• [Work to be completed]:
Exactly and without additions, transcribe the line that contains "Target: young girl" and every line after it in the data.

• [Input data]:
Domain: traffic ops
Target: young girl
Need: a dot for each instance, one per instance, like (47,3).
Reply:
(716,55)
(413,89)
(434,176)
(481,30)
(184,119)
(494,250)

• [Answer to this exercise]:
Target: young girl
Need: a dot for each instance, one per instance, like (47,3).
Reply:
(716,55)
(413,89)
(434,176)
(481,30)
(184,119)
(494,250)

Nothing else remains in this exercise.